Black in White Space: The Enduring Impact of Color in Everyday Life

Elijah Anderson

From the vital voice of Elijah Anderson, Black in White Space sheds fresh light on the dire persistence of racial discrimination in our country.

A birder strolling in Central Park. A college student lounging on a university quad. Two men sitting in a coffee shop. Perfectly ordinary actions in ordinary settings--and yet, they sparked jarring and inflammatory responses that involved the police and attracted national media coverage. Why? In essence, Elijah Anderson would argue, because these were Black people existing in white spaces.

In Black in White Space, Anderson brings his immense knowledge and ethnography to bear in this timely study of the racial barriers that are still firmly entrenched in our society at every class level. He focuses in on symbolic racism, a new form of racism in America caused by the stubbornly powerful stereotype of the ghetto embedded in the white imagination, which subconsciously connects all Black people with crime and poverty regardless of their social or economic position. White people typically avoid Black space, but Black people are required to navigate the "white space" as a condition of their existence. From Philadelphia street-corner conversations to Anderson's own morning jogs through a Cape Cod vacation town, he probes a wealth of experiences to shed new light on how symbolic racism makes all Black people uniquely vulnerable to implicit bias in police stops and racial discrimination in our country.

________

GIVEN TASK A -> Which everyday scenes does the book description list at its opening, before asking "Why?"?

________

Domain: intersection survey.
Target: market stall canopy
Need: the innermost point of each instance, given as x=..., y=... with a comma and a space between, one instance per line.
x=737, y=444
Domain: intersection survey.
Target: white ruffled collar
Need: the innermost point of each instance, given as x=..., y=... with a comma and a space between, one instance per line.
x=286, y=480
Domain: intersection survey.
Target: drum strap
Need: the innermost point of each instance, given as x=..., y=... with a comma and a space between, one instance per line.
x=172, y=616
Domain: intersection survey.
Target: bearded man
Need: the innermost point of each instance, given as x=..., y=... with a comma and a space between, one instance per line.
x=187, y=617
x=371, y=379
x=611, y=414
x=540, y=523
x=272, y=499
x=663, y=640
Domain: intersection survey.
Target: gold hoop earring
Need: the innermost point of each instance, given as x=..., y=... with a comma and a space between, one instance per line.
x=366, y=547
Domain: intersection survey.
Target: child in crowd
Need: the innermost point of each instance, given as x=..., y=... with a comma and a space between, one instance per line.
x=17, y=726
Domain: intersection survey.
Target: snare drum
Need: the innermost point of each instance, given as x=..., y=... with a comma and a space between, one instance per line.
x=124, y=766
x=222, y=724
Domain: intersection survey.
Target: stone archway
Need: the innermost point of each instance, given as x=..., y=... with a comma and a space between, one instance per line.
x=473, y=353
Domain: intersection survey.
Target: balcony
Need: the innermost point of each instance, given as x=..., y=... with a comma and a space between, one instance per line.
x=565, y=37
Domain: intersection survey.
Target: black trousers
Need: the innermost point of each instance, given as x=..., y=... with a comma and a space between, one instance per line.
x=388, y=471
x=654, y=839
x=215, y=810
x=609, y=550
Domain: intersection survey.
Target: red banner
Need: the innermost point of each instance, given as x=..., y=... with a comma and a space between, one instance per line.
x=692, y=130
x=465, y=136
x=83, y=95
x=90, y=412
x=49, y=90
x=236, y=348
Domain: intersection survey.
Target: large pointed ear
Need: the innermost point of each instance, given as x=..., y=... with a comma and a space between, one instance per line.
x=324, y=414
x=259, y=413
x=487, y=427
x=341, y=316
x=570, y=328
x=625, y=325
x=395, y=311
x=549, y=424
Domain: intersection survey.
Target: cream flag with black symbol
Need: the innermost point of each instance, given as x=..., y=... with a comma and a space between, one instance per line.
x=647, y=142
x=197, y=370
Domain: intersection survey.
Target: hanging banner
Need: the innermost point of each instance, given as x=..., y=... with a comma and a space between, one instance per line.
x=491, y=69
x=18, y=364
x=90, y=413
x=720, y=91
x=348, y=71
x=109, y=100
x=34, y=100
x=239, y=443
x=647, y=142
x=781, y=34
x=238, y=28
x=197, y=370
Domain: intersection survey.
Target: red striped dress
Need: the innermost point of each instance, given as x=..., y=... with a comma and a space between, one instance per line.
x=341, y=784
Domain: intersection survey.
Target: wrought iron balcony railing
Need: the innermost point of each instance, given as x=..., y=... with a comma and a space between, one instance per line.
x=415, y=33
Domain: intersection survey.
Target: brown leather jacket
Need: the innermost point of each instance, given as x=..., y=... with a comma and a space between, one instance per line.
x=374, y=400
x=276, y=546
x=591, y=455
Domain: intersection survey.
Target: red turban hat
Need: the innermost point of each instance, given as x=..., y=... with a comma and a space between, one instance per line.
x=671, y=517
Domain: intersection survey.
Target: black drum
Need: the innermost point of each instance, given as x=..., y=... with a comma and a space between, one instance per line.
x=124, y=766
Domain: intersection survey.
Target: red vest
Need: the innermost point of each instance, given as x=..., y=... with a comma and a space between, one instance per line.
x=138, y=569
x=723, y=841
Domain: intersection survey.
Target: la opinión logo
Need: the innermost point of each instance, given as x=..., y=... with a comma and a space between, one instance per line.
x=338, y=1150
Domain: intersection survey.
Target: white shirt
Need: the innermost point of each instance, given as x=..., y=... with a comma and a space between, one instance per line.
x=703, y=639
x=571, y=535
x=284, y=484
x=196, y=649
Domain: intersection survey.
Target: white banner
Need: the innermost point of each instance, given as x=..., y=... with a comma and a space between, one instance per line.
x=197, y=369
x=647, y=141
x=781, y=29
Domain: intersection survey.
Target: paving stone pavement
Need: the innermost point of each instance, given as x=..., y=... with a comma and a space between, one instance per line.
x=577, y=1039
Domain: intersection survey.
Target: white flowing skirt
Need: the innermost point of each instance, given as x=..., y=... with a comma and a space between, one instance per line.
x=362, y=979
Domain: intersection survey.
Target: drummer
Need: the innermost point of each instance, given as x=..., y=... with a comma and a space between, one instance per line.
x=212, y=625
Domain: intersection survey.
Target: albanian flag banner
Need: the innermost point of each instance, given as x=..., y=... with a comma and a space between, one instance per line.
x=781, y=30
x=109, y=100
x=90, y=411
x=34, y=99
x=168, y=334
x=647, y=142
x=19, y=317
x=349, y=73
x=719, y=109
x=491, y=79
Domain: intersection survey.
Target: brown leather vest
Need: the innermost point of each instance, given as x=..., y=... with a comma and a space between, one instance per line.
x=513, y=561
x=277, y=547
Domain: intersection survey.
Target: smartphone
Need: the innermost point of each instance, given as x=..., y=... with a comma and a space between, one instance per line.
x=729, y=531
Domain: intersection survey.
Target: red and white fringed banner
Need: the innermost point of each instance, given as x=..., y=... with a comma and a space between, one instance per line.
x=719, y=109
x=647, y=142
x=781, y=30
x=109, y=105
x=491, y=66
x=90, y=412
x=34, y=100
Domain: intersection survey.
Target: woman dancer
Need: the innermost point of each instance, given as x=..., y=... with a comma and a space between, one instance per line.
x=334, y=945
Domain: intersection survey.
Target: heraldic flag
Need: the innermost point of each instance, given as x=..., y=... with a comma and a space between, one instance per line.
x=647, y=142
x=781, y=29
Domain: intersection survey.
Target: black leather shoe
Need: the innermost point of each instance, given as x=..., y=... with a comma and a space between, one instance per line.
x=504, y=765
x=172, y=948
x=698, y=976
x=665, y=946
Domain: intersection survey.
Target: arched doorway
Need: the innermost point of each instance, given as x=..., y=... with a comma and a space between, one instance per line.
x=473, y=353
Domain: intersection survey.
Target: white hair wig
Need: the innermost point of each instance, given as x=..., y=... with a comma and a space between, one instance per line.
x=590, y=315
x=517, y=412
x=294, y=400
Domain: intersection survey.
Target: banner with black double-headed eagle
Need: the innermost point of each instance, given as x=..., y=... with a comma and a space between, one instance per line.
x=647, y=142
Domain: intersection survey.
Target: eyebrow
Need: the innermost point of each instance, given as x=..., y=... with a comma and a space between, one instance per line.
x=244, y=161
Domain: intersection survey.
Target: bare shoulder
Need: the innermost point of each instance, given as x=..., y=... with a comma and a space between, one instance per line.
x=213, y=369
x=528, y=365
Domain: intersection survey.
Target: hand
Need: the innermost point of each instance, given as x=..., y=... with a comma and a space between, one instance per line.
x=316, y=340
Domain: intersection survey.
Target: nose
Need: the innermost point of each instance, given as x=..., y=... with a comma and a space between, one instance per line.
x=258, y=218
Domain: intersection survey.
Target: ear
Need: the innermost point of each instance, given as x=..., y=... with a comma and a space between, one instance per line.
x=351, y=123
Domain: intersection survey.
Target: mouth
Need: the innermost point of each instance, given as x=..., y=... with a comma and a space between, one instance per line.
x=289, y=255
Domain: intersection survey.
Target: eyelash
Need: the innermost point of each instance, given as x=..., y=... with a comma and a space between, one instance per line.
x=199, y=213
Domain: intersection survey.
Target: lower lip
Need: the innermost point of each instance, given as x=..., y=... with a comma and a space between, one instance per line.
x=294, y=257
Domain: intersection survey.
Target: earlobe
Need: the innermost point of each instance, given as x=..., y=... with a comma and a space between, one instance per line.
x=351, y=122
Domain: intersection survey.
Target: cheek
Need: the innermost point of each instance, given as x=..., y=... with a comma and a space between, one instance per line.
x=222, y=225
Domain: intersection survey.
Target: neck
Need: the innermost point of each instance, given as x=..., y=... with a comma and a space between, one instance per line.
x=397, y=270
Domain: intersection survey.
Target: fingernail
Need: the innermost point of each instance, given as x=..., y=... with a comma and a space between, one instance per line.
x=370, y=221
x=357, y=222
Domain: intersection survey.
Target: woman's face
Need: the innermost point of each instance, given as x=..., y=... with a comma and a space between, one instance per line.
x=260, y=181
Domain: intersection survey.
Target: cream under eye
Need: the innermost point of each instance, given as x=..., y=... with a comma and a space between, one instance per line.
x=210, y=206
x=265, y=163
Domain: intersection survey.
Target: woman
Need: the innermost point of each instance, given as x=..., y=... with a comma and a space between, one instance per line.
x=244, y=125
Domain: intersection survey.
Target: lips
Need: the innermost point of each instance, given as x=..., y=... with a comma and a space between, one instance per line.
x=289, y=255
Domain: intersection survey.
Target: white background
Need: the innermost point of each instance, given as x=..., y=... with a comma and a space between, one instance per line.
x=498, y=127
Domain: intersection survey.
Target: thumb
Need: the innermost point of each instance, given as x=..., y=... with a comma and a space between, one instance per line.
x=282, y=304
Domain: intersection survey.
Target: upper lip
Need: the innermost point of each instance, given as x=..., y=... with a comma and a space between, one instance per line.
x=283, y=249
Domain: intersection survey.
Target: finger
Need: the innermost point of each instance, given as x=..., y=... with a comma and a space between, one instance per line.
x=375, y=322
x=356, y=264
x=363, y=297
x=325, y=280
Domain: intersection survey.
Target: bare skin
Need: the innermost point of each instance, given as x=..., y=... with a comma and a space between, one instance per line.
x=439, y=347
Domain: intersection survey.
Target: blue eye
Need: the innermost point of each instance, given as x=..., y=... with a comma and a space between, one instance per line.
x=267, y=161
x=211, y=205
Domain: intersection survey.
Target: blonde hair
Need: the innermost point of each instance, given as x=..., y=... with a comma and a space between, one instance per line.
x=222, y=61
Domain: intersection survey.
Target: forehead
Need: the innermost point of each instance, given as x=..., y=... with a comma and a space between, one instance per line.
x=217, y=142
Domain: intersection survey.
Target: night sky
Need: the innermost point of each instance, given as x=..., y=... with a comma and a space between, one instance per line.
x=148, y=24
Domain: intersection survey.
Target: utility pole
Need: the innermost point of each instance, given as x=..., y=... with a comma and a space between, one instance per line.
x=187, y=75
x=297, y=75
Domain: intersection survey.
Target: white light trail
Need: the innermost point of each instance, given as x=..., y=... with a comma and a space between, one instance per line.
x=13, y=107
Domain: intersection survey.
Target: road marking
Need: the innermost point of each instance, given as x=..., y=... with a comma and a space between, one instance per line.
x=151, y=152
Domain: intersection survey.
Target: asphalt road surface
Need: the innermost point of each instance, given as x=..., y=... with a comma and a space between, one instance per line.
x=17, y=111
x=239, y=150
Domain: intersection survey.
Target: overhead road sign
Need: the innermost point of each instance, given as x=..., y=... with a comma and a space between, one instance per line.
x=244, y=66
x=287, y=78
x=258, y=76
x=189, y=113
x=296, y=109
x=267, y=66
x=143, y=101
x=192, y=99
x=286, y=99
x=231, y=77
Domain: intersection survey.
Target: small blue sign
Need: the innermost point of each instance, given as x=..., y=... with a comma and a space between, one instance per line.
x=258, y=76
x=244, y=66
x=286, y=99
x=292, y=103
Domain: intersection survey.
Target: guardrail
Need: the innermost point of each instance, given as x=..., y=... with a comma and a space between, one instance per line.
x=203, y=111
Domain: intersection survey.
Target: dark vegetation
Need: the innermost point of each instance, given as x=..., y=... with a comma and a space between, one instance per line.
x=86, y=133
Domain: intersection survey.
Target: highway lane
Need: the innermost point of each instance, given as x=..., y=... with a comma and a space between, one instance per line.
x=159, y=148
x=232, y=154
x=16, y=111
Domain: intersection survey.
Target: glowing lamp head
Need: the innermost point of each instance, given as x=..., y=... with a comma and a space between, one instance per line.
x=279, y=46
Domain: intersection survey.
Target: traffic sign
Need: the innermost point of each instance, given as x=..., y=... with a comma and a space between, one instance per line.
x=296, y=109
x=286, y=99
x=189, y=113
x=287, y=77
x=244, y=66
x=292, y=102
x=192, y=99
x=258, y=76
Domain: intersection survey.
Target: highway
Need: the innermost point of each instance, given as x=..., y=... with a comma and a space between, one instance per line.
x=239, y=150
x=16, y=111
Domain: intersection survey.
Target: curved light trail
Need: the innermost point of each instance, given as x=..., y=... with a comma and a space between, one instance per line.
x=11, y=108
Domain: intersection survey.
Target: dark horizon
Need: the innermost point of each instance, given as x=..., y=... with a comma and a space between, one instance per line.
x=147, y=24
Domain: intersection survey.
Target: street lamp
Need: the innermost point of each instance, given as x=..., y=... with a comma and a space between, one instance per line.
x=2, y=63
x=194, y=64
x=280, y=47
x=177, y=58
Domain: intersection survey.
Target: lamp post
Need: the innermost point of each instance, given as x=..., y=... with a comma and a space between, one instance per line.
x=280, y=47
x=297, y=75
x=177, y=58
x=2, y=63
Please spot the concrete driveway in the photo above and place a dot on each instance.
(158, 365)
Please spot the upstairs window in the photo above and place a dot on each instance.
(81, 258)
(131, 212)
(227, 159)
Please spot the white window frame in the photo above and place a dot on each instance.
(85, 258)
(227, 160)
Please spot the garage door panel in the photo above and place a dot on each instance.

________

GIVEN TASK B -> Could you put the rows into a numbered list, from the first line of the rows through the line holding "x=565, y=37", inclusive, leaving out any blank lines?

RESULT A ->
- A birder strolling in Central Park
- A college student lounging on a university quad
- Two men sitting in a coffee shop

RESULT B ->
1. Domain: intersection survey.
2. Target: market stall canopy
3. Need: the innermost point of each instance, given as x=..., y=... with a comma and a space between, one instance per line.
4. x=737, y=444
5. Domain: intersection survey.
6. Target: white ruffled collar
7. Need: the innermost point of each instance, given as x=..., y=... with a comma and a space between, one instance per line.
8. x=286, y=480
9. Domain: intersection survey.
10. Target: drum strap
11. Need: the innermost point of each instance, given as x=..., y=... with a comma and a space between, one instance per line.
12. x=172, y=616
13. Domain: intersection survey.
14. Target: bearded man
15. Need: the innermost point of each instance, given as x=..., y=... with a comma and a space between, one instance per line.
16. x=187, y=617
17. x=371, y=379
18. x=611, y=414
19. x=540, y=523
20. x=272, y=499
21. x=663, y=640
22. Domain: intersection survey.
23. Target: gold hoop earring
24. Need: the innermost point of each instance, given as x=..., y=... with a comma and a space between, one instance per line.
25. x=366, y=547
26. Domain: intersection survey.
27. Target: child in crowd
28. Need: the innermost point of each instance, given as x=..., y=... with a comma and a space between, one instance per line.
29. x=17, y=726
30. Domain: intersection survey.
31. Target: snare drum
32. Need: the innermost point of each instance, given as x=..., y=... with a comma and a space between, one instance per line.
33. x=124, y=766
34. x=222, y=724
35. Domain: intersection survey.
36. Target: stone archway
37. Need: the innermost point of each instance, given as x=..., y=... with a comma and a space between, one instance per line.
38. x=473, y=353
39. Domain: intersection survey.
40. Target: balcony
41. Need: the innermost point of each instance, given as x=..., y=... with a comma and a space between, one instance per line.
42. x=565, y=37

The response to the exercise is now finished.